--- BEGIN Exercise data ---

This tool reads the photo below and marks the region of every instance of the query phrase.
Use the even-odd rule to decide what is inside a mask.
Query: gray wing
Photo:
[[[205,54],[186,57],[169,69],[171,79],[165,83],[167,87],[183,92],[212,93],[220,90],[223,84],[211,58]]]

--- END Exercise data ---

> [To do]:
Rewrite every entry with "even-odd rule" changed to "nonzero winding rule" and everything else left as it stands.

> [Full output]:
This tool reads the photo below and marks the region of every instance of the query phrase.
Use the nonzero winding rule to decide what is inside a mask.
Query: gray wing
Photo:
[[[205,54],[186,57],[169,69],[171,79],[165,83],[167,87],[183,92],[212,93],[220,90],[223,84],[211,58]]]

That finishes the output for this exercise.